TEXT BLOCK
==================================================
The controversial rice subsidy scheme, which paid farmers up to 50 percent above market rates, helped propel Thailand’s prime minister Yingluck Shinawatra to power in 2011, but now appears to be unraveling as global cereal prices are likely to fall further. From the end of February, the Thai government will cease to purchase rice from farmers.
More than just savvy populist politics, the idea was pitched to the nation as a neat win-win. Not only would down-and-out rice farmers earn more, but the government would corner the rice market and drive up the global price. The promise amounted to a hedge fund-style high-stakes bet with borrowed cash.
Now, hundreds of farmers have protested recently in Bangkok to demand payment after the government ran short of cash to buy their pledged crops late last year, adding to pressure on Yingluck, who has faced months of opposition rallies.
Thailand sought to recoup the money paid to farmers by hoarding rice to drive up prices on world markets, but the plan backfired after rival producers, including India and Vietnam, unexpectedly boosted their shipments, leaving Thailand struggling to find buyers. In the more than two years the scheme has been in effect, Thailand has dropped from the world’s top exporter of rice to third, with an estimated 18-20 million tons of rice stockpiled across the country.
In a further blow to the scheme and her party’s stability, Thailand’s anti-corruption agency is investigating the money-guzzling subsidy program. Thailand’s National Anti-Corruption Commission (NACC) said last week it expects to file formal charges later this month against Yingluck for her role in the rice scheme while an NACC panel has already brought formal corruption charges against 15 people involved in government-to-government rice deals. Those allegations prompted China to cancel a deal to buy 1.2 million tons of Thai rice.
The populist rice scheme has long been criticised by economists locally and internationally for distorting the market, sucking huge sums out of the national budget and being prone to corruption. Still, all governments, including the current lame-duck administration and its predecessors, have resorted to politically juicy subsidy programmes.
“The program is simply unsustainable and hurting the finances of the country,” said Concepcion Calpe, a senior economist in Rome for the United Nations’ Food & Agriculture Organization. “The suspension of the rice-pledging program will exacerbate the decline in Thai market prices as farmers enrolled in the program increasingly fail to be paid.”
==================================================
PROVIDED INFORMATION
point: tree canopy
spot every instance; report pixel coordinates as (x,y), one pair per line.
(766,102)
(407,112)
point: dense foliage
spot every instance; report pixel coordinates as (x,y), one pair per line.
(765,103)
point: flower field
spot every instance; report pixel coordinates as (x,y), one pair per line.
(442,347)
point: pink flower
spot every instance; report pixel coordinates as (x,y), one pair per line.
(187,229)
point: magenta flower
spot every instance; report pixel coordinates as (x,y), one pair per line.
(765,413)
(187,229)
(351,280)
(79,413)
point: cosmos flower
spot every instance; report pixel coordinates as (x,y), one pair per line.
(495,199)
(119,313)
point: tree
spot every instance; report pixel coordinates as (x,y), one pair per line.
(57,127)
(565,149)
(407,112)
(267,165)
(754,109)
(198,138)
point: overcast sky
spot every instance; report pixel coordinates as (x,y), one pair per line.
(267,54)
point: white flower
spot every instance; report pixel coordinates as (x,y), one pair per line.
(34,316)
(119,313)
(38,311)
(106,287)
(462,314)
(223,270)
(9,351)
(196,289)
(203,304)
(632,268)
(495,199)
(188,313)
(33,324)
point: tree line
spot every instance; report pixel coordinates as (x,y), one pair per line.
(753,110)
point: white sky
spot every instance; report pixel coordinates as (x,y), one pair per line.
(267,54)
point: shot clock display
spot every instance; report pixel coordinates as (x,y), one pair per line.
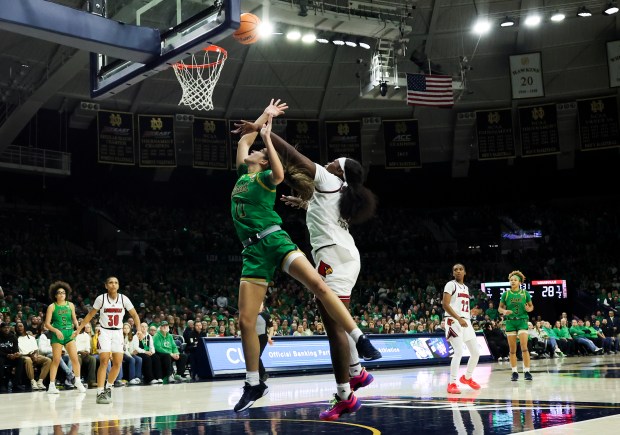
(550,296)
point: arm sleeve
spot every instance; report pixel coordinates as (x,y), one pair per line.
(265,178)
(242,170)
(98,303)
(127,303)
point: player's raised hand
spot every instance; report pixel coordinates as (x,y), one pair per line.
(266,130)
(275,108)
(246,127)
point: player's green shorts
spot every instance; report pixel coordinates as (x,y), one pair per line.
(261,259)
(516,325)
(67,337)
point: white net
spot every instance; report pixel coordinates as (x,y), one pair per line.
(199,77)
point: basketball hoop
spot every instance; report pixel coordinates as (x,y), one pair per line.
(198,78)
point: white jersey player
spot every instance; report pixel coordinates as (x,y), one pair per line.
(111,307)
(459,330)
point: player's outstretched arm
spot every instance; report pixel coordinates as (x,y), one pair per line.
(274,109)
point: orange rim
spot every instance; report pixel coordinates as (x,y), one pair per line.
(214,48)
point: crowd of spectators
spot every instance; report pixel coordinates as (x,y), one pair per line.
(182,272)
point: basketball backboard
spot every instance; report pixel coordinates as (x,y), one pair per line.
(185,26)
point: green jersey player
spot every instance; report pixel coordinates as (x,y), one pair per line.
(515,304)
(266,247)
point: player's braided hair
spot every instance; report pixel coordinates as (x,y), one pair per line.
(357,203)
(518,273)
(55,286)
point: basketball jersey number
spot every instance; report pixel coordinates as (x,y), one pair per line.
(465,306)
(113,320)
(239,210)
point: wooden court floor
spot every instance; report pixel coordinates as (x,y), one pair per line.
(567,396)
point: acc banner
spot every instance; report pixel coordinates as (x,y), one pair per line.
(343,140)
(539,130)
(402,144)
(115,140)
(494,134)
(304,135)
(209,143)
(526,76)
(598,123)
(613,63)
(156,136)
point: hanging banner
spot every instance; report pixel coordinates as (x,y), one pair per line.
(598,123)
(526,76)
(613,63)
(539,130)
(156,140)
(210,143)
(234,141)
(494,134)
(343,140)
(304,135)
(115,139)
(402,144)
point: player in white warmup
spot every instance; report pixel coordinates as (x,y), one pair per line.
(111,307)
(459,330)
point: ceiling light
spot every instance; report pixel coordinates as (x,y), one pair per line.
(532,20)
(322,38)
(308,38)
(557,17)
(362,43)
(584,12)
(266,29)
(338,40)
(507,22)
(611,9)
(482,26)
(293,35)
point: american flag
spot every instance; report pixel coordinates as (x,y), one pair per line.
(435,90)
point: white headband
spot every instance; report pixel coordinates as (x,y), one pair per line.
(341,161)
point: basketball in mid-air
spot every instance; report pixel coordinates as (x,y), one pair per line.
(247,33)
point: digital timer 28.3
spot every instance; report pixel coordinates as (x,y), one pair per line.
(550,296)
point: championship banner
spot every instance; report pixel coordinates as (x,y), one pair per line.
(234,141)
(539,130)
(156,139)
(343,140)
(115,140)
(402,144)
(304,135)
(613,63)
(598,123)
(209,143)
(494,134)
(526,76)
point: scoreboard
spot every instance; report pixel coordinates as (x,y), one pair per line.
(549,296)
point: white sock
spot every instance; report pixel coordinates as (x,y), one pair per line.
(355,369)
(252,378)
(344,391)
(356,334)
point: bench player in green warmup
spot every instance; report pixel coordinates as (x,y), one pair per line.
(59,320)
(515,304)
(266,247)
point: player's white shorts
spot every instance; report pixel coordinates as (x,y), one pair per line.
(338,268)
(110,340)
(454,329)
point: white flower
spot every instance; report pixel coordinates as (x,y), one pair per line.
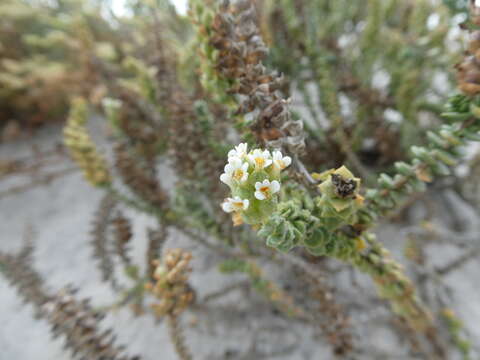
(261,159)
(236,204)
(266,189)
(235,170)
(240,151)
(281,162)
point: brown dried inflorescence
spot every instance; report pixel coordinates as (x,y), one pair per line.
(122,230)
(468,71)
(171,286)
(241,50)
(79,324)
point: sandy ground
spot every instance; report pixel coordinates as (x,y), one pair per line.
(60,214)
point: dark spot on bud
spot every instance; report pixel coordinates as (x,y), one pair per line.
(343,187)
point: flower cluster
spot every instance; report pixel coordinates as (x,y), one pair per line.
(254,180)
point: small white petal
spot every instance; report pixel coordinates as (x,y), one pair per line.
(227,207)
(277,155)
(225,178)
(259,195)
(228,169)
(275,186)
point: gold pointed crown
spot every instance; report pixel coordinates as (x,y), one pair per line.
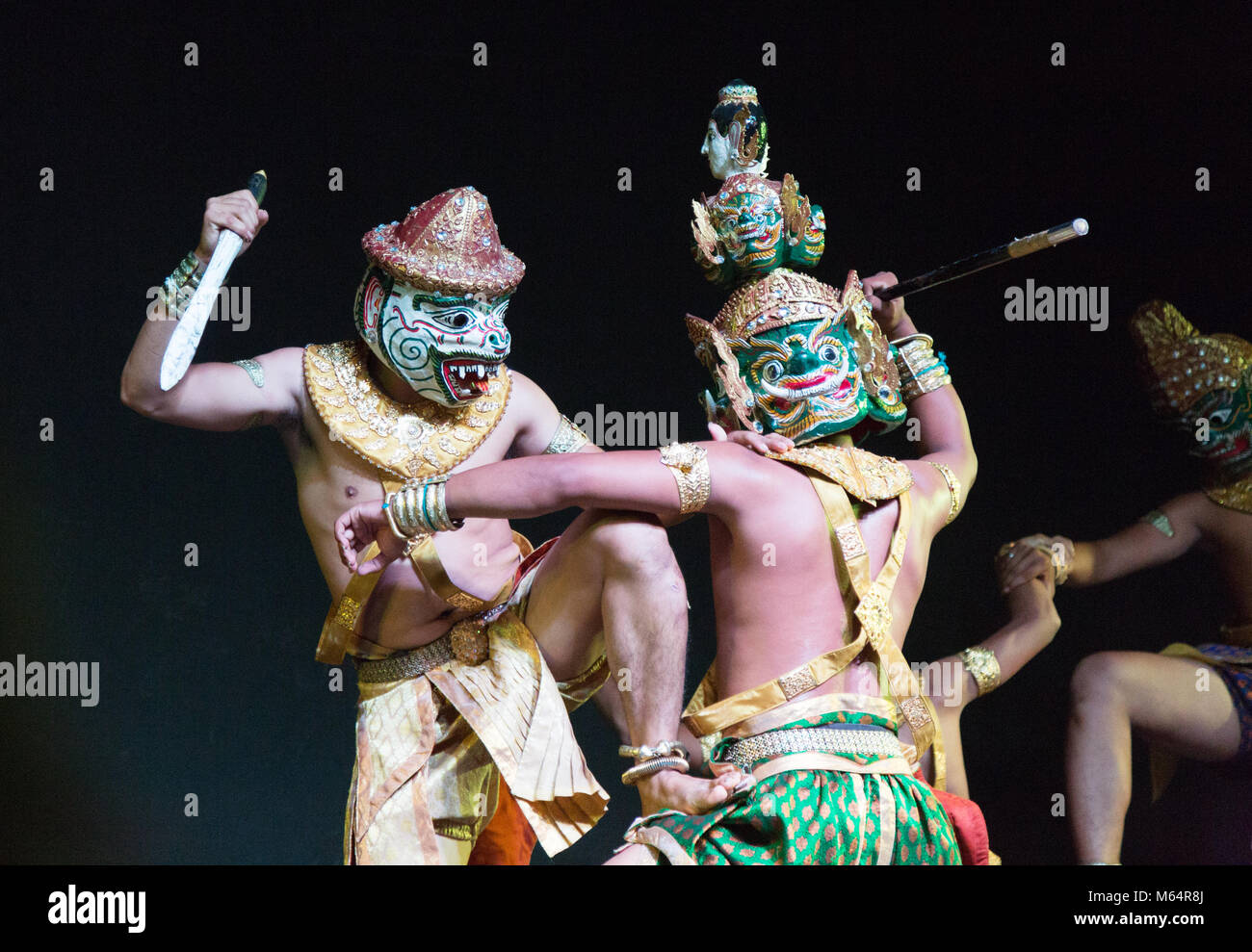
(779,297)
(1182,364)
(449,245)
(738,94)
==================================================
TO BE DONE
A. Return the passage of the rice subsidy article starting at "In a further" and ending at "juicy subsidy programmes.", copied word for word.
B. State how many lines of the records contain the string "basketball", giving only the number.
The rice subsidy article and the records have no connection to each other.

RESPONSE LIST
A.
In a further blow to the scheme and her party’s stability, Thailand’s anti-corruption agency is investigating the money-guzzling subsidy program. Thailand’s National Anti-Corruption Commission (NACC) said last week it expects to file formal charges later this month against Yingluck for her role in the rice scheme while an NACC panel has already brought formal corruption charges against 15 people involved in government-to-government rice deals. Those allegations prompted China to cancel a deal to buy 1.2 million tons of Thai rice.
The populist rice scheme has long been criticised by economists locally and internationally for distorting the market, sucking huge sums out of the national budget and being prone to corruption. Still, all governments, including the current lame-duck administration and its predecessors, have resorted to politically juicy subsidy programmes.

B. 4